**The exercise:** Beginning at the line that contains "-- sample [238,259].", reproduce every line to the end of the material without changing any of them.
## BEGIN Records shown
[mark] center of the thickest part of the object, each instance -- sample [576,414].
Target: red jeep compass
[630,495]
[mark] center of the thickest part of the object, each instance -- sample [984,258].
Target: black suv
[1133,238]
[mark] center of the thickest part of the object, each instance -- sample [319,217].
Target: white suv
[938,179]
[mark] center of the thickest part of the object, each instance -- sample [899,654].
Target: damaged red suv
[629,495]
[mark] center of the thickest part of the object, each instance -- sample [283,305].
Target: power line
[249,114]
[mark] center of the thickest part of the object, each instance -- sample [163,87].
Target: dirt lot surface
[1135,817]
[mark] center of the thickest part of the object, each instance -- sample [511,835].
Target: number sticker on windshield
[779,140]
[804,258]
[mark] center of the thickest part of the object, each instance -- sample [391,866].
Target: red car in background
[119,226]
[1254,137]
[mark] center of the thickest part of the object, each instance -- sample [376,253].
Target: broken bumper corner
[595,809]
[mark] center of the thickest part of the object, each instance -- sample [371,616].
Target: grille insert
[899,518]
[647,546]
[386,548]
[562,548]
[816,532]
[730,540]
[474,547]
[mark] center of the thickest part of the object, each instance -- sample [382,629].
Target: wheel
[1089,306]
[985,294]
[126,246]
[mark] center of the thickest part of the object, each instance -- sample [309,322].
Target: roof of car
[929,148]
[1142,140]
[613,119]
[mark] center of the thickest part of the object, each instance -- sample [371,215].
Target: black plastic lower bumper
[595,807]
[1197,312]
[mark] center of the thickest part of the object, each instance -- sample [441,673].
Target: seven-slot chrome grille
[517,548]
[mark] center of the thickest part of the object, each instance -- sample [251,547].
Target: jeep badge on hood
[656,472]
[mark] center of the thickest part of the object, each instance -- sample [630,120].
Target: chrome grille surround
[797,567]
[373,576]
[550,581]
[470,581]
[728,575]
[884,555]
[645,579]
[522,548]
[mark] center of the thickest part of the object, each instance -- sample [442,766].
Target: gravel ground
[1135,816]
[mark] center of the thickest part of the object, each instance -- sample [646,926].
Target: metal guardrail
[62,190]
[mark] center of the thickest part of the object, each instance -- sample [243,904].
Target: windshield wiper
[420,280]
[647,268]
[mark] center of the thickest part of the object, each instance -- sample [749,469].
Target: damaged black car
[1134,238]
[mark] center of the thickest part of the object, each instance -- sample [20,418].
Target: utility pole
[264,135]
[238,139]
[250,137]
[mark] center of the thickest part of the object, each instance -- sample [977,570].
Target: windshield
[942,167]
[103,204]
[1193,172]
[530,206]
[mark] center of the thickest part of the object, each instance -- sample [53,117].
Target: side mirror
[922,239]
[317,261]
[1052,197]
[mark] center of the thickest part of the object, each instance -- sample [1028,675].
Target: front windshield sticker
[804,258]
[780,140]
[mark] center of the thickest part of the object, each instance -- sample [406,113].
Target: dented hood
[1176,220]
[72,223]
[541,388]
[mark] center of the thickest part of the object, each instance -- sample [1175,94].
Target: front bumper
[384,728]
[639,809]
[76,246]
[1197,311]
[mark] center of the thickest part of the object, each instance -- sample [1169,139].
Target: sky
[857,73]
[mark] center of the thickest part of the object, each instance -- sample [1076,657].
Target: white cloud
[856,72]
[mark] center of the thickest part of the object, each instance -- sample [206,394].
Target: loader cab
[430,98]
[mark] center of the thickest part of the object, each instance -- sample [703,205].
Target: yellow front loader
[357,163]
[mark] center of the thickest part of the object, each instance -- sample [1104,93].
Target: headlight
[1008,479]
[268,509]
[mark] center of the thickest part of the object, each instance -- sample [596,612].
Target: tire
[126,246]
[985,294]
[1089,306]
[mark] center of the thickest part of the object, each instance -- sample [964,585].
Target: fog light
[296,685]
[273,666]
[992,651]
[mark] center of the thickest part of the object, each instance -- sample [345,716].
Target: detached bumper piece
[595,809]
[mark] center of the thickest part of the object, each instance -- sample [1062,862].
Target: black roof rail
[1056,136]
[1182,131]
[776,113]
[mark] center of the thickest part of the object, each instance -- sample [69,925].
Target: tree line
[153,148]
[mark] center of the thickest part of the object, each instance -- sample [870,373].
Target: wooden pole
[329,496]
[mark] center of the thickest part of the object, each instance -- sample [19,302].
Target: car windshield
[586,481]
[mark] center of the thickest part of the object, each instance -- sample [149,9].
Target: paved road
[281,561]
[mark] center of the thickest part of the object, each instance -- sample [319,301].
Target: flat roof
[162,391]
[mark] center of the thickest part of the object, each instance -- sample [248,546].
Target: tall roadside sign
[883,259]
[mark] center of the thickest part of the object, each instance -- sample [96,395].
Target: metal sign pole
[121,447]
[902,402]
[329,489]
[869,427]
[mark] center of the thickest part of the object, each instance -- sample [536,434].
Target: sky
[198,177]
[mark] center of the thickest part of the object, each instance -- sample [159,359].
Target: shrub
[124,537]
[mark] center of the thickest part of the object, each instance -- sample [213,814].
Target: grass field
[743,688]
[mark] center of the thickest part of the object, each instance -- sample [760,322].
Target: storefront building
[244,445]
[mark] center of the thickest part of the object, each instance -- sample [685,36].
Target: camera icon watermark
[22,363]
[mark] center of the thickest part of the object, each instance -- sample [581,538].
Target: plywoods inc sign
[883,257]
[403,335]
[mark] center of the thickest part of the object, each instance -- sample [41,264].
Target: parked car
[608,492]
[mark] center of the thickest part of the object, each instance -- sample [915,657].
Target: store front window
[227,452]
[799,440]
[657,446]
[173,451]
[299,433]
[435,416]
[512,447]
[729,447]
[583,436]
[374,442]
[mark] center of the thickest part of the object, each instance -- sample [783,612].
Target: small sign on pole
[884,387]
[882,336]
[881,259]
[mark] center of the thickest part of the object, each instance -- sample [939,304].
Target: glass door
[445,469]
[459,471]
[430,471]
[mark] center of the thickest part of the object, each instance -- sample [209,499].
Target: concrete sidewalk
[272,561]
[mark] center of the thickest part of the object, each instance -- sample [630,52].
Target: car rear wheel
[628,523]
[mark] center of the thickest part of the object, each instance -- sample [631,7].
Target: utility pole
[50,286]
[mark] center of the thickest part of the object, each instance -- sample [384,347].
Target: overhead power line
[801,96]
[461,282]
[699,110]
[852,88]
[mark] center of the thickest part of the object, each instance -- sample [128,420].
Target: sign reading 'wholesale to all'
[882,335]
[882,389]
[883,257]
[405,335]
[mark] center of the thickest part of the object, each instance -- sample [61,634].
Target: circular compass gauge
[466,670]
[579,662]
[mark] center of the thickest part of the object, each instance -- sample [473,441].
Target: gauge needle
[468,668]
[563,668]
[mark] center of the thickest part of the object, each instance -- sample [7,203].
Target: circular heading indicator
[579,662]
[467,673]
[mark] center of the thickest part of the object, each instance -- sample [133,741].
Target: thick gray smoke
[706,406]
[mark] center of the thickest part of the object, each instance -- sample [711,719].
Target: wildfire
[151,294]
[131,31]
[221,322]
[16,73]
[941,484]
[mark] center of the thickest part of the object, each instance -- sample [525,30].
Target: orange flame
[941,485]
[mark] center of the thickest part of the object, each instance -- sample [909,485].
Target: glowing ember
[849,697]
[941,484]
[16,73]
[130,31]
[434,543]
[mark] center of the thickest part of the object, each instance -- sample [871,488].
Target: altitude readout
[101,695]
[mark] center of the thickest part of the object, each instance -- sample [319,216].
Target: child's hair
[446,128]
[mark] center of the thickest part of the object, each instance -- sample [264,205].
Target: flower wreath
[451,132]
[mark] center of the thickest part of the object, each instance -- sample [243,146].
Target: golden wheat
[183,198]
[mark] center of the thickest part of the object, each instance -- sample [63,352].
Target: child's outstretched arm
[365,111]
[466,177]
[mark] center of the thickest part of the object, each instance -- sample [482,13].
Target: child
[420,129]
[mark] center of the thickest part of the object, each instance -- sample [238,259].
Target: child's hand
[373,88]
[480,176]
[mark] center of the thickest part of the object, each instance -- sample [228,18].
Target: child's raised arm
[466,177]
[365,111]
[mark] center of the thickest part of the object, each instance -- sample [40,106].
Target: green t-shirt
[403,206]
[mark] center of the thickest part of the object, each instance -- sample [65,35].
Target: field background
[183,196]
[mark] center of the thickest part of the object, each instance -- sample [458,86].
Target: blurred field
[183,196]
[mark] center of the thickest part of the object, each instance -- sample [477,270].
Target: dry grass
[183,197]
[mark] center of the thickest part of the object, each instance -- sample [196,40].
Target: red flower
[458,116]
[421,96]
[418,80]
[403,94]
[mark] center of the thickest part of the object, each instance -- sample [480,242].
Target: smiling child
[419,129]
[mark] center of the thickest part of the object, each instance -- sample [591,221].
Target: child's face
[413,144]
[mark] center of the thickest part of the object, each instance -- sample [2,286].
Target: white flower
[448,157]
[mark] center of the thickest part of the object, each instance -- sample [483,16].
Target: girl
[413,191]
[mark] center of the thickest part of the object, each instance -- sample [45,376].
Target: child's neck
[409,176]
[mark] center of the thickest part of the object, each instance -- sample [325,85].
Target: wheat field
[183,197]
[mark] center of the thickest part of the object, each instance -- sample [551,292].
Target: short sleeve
## END Records shown
**Solution to this exercise:**
[mark] center of the thickest part of the object, each instance -- sample [238,259].
Target: child's hand
[373,88]
[480,176]
[mark] center of the thickest part of the object, each instance -- sample [228,18].
Target: child's raised arm
[466,177]
[365,111]
[mark] center of the thickest part of the object, each instance -- sample [40,106].
Target: green t-shirt
[403,206]
[mark] center of the thickest part of the object, each instance -- sample [65,35].
Target: field background
[183,196]
[mark] center of the thickest part of the object, each instance -- sample [458,86].
Target: blurred field
[183,196]
[mark] center of the thickest part of the object, each instance -- sample [477,270].
Target: dry grass
[183,197]
[mark] center of the thickest part of the object, each instance -- sample [196,40].
Target: red flower
[458,116]
[421,96]
[418,80]
[403,94]
[mark] center of the thickest part of the object, each instance -- sample [480,242].
Target: smiling child
[419,129]
[mark] center of the thickest part of the object, each instance -- sample [591,221].
Target: child's face
[413,144]
[mark] center of the thickest part of the object, each instance -- sample [2,286].
Target: white flower
[448,157]
[mark] center of the thickest part of the object, each instance -- sample [483,16].
Target: girl
[413,191]
[mark] center of the thickest part of the object, each instance -- sample [45,376].
Target: child's neck
[409,176]
[mark] center of the thickest part of the object, each instance -- sample [325,85].
Target: wheat field
[183,197]
[mark] center of the thickest part of the object, each instance -- sample [551,292].
Target: short sleeve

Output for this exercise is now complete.